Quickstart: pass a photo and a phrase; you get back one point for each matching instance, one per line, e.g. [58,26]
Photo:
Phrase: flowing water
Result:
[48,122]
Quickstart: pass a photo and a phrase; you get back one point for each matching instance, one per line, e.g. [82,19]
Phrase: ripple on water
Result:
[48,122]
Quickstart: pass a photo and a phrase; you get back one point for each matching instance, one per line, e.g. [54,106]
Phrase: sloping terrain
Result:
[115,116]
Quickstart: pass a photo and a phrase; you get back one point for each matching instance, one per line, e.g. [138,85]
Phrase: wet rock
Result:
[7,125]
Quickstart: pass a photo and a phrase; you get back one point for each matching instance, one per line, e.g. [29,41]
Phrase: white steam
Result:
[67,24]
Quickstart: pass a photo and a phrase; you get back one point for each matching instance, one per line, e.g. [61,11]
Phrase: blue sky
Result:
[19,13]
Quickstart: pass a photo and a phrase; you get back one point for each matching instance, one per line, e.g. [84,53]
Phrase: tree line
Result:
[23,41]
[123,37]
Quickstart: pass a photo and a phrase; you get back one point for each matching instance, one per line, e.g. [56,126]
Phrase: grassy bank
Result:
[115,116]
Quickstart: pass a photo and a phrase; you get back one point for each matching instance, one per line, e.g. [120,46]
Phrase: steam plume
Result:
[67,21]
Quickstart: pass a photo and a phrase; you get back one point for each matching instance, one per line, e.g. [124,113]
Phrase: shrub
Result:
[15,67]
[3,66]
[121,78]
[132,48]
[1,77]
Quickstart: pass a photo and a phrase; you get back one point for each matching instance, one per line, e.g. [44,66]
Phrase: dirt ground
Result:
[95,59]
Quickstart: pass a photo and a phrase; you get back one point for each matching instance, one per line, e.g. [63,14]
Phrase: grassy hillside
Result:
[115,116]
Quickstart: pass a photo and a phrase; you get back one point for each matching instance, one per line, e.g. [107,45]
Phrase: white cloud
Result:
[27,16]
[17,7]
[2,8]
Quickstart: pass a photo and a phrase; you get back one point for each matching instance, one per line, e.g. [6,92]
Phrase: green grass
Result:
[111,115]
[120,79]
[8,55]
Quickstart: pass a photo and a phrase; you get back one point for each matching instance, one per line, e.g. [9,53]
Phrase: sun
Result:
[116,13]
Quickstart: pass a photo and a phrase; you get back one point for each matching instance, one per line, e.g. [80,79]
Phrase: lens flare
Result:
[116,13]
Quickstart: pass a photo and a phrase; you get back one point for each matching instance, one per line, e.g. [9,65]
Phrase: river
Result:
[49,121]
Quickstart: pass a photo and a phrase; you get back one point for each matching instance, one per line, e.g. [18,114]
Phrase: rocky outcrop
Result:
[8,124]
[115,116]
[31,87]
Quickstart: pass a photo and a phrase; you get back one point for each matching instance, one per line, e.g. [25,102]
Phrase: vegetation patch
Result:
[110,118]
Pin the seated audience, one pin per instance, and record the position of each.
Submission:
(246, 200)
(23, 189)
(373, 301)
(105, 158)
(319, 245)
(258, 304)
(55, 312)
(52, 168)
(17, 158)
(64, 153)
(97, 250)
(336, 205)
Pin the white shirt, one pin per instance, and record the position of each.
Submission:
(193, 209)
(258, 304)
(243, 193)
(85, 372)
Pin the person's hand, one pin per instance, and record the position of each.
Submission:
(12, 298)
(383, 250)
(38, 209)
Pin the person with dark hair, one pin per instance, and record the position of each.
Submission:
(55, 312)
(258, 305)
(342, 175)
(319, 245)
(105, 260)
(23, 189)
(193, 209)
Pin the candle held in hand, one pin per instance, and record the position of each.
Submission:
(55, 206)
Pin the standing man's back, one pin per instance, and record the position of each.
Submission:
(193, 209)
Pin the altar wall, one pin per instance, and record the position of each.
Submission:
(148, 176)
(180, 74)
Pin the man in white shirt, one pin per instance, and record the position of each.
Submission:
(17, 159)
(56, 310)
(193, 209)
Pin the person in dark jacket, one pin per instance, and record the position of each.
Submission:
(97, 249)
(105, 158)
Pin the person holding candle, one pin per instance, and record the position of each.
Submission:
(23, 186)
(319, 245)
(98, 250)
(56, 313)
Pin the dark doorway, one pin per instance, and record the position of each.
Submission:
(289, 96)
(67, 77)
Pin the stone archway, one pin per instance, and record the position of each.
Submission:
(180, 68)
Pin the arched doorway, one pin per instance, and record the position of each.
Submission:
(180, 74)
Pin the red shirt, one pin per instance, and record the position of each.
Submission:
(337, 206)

● ● ● ● ● ● ●

Pull out each record as written and restate it exactly.

**Expected answer:**
Quickstart: pass a photo and a phrase; you get back one point for each matching instance, one per line, e.g. [58,26]
Photo:
Phrase: flowing water
Result:
[48,122]
Quickstart: pass a photo and a phrase; you get back one point for each matching instance, one per line, e.g. [82,19]
Phrase: ripple on water
Result:
[48,122]
Quickstart: pass a photo and a phrase; you get back one point for each matching instance, one per line, e.g. [54,106]
Phrase: sloping terrain
Result:
[115,116]
Quickstart: pass a photo and a phrase; you get back one point for each matching instance, one per line, e.g. [138,85]
Phrase: wet rock
Result:
[7,125]
Quickstart: pass a photo and a phrase; you get back one point for each matching instance, one per line, e.g. [29,41]
Phrase: white steam
Result:
[67,24]
Quickstart: pass a photo and a phrase; you get back one point for each matching instance, one per line, e.g. [61,11]
Phrase: blue sky
Result:
[19,13]
Quickstart: pass a photo and a phrase; you get back one point for each matching instance, one per line, e.g. [84,53]
Phrase: tree line
Result:
[23,41]
[123,37]
Quickstart: pass a photo and a phrase; you get back one point for each matching instance, one per line, e.g. [56,126]
Phrase: grassy bank
Result:
[115,116]
Quickstart: pass a photo and a phrase; you get back one point for each matching instance, one per line, e.g. [120,46]
Phrase: steam plume
Result:
[67,21]
Quickstart: pass a photo and a phrase; you get back one point for each matching instance, one per line, e.g. [124,113]
Phrase: shrub
Result:
[15,67]
[3,66]
[121,78]
[132,48]
[1,77]
Quickstart: pass a photo and a phrase; you get back one point for each matching instance, one per line, e.g. [44,66]
Phrase: dirt ground
Result:
[95,59]
Quickstart: pass a photo and a phrase; you get back one point for each matching instance, one per line, e.g. [63,14]
Phrase: grassy hillside
Result:
[115,116]
Quickstart: pass a photo and a phrase; you get back one point for each matching instance, one per line, e.g. [107,45]
Phrase: white cloud
Result:
[27,16]
[17,7]
[2,8]
Quickstart: pass a photo and a phrase; you get back one point for each matching instance, one per line, e.g. [6,92]
Phrase: green grass
Result:
[111,115]
[120,79]
[8,55]
Quickstart: pass a photo and a phrase; you get back one point for each matching instance, one per line, e.g. [9,53]
Phrase: sun
Result:
[116,13]
Quickstart: pass a photo and a phrase; you get back one point for each matching instance, one per line, e.g. [80,79]
Phrase: lens flare
Result:
[116,13]
Quickstart: pass a photo and a phrase; you get back one point for each matching instance, one per line, e.g. [9,65]
Phrase: river
Result:
[49,121]
Quickstart: pass a photo and a phrase; you get back one point for each matching instance, one per line, e.g. [18,114]
Phrase: rocky outcrop
Result:
[8,124]
[115,116]
[31,87]
Quickstart: pass a photo and a phrase; you get back one point for each matching instance, one per line, e.g. [25,102]
Phrase: vegetation patch
Result:
[110,118]
Pin the seated audience, one pin per instance, and record the position of each.
Submission:
(246, 200)
(23, 189)
(373, 301)
(105, 158)
(319, 245)
(258, 304)
(55, 312)
(52, 168)
(17, 158)
(64, 153)
(97, 250)
(336, 205)
Pin the white shirt, one pin per instance, and record the position of each.
Submission:
(193, 209)
(258, 304)
(243, 193)
(85, 372)
Pin the person's hand, one pin per instance, and record the position of each.
Submission:
(12, 298)
(383, 250)
(38, 209)
Pin the person with dark hair, one pin per instance, and record the position of each.
Submission:
(55, 312)
(258, 305)
(342, 175)
(319, 245)
(105, 260)
(23, 189)
(193, 209)
Pin the candle held in hand, one pin per instance, and record the position of each.
Submission:
(55, 206)
Pin the standing man's back, one pin per instance, and record the position of each.
Submission:
(193, 209)
Pin the altar wall, one pin per instance, and record the position of each.
Submission:
(148, 176)
(180, 74)
Pin the man in white shirt, one pin per instance, and record the position of each.
Submission:
(17, 159)
(56, 310)
(193, 209)
Pin the person in dark jacket, one pin per instance, and record the position of each.
Submission:
(97, 249)
(105, 158)
Pin the person holding candle, one pin per instance, and record the position of each.
Submission:
(23, 186)
(319, 245)
(98, 250)
(56, 313)
Pin the dark doorway, one pin per instance, and record the position of each.
Submission:
(289, 96)
(67, 77)
Pin the stone archway, one pin per instance, and record the position of each.
Submission:
(180, 68)
Pin the arched doorway, one pin per instance, and record the position of each.
Submission:
(180, 74)
Pin the red shirt, one pin per instance, and record the position of each.
Submission:
(337, 206)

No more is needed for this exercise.